Text passage:
[Start of section]

To investigate how effectively density gradient centrifugation (DGC) improves sperm nuclear integrity and to determine whether the sperm chromatin dispersion (SCD) test of sperm nuclear integrity in native or DGC-treated semen can predict the outcome of assisted reproductive technology (ART) in couples undergoing intracytoplasmic sperm injection (ICSI).


The DNA integrity of spermatozoa from 63 male factor infertility patients undergoing ICSI was analyzed by the SCD test before and after DGC. The predictive value of the sperm DNA fragmentation index (DFI) for ART outcomes was assessed in a cohort of 45 patients who were undergoing fresh embryo transfer. For the analysis, they were divided into pregnant and non-pregnant groups and, independently, into high sperm DFI (DFI > 30%) and low sperm DFI (DFI ≤ 30%) groups. Both raw and DGC semen parameters were examined.


In the asthenospermia and oligozoospermia groups, DGC decreased the sperm DFI from 31.5 ± 19.7 and 28.5 ± 10.3 to 19.2 ± 18.3 and 16.0 ± 12.8, respectively (P < 0.01). DGC decreased the sperm DFI in the severe oligozoospermia group from 41.4 ± 19.0 to 36.3 ± 20.6 (P > 0.01). The pregnant and non-pregnant groups did not differ in their fertilization rate and sperm DFI in native or DGC semen (P > 0.05). There was also no significant difference between the high sperm DFI (DFI > 30%) and low sperm DFI (DFI ≤ 30 %) groups with regard to fertilization rate, implantation rate, and clinical pregnancy rate for both native and DGC semen (P > 0.05). The patients undergoing ICSI with a high sperm DFI had a higher pregnancy loss rate (defined as spontaneous miscarriage or biochemical pregnancy) compared with patients with a low sperm DFI in both the native and DGC semen groups.

[End of section]

Record extracts:
[Start of section]

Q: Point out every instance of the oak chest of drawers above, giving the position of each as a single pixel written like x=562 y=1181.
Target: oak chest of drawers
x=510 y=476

[End of section]
[Start of section]

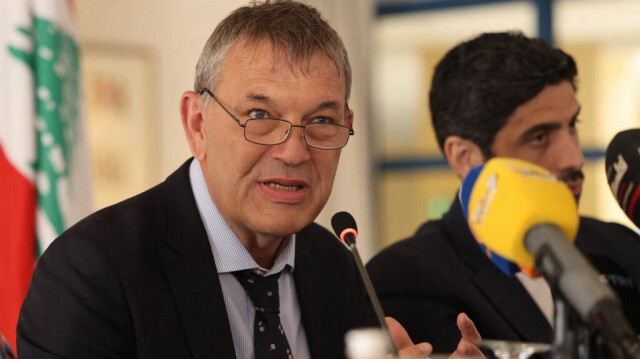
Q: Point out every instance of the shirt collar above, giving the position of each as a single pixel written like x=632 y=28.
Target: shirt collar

[End of section]

Task set:
- A) Condense the paragraph of the sperm DNA integrity passage beginning "The DNA integrity of spermatozoa from 63" into a bulleted list that keeps its main facts.
- B) Retype the sperm DNA integrity passage between "In the asthenospermia" and "DGC semen groups.", inclusive.
The rows play no part in what is asked about the sperm DNA integrity passage.

Results in order:
- A)
- SCD test used to analyze sperm DNA integrity in 63 male factor infertility patients undergoing ICSI, before and after DGC
- Predictive value of sperm DFI for ART outcomes assessed in 45 patients undergoing fresh embryo transfer
- Patients grouped as pregnant vs. non-pregnant and, independently, as high sperm DFI (> 30%) vs. low sperm DFI (≤ 30%)
- Both raw and DGC semen parameters examined

- B)
In the asthenospermia and oligozoospermia groups, DGC decreased the sperm DFI from 31.5 ± 19.7 and 28.5 ± 10.3 to 19.2 ± 18.3 and 16.0 ± 12.8, respectively (P < 0.01). DGC decreased the sperm DFI in the severe oligozoospermia group from 41.4 ± 19.0 to 36.3 ± 20.6 (P > 0.01). The pregnant and non-pregnant groups did not differ in their fertilization rate and sperm DFI in native or DGC semen (P > 0.05). There was also no significant difference between the high sperm DFI (DFI > 30%) and low sperm DFI (DFI ≤ 30 %) groups with regard to fertilization rate, implantation rate, and clinical pregnancy rate for both native and DGC semen (P > 0.05). The patients undergoing ICSI with a high sperm DFI had a higher pregnancy loss rate (defined as spontaneous miscarriage or biochemical pregnancy) compared with patients with a low sperm DFI in both the native and DGC semen groups.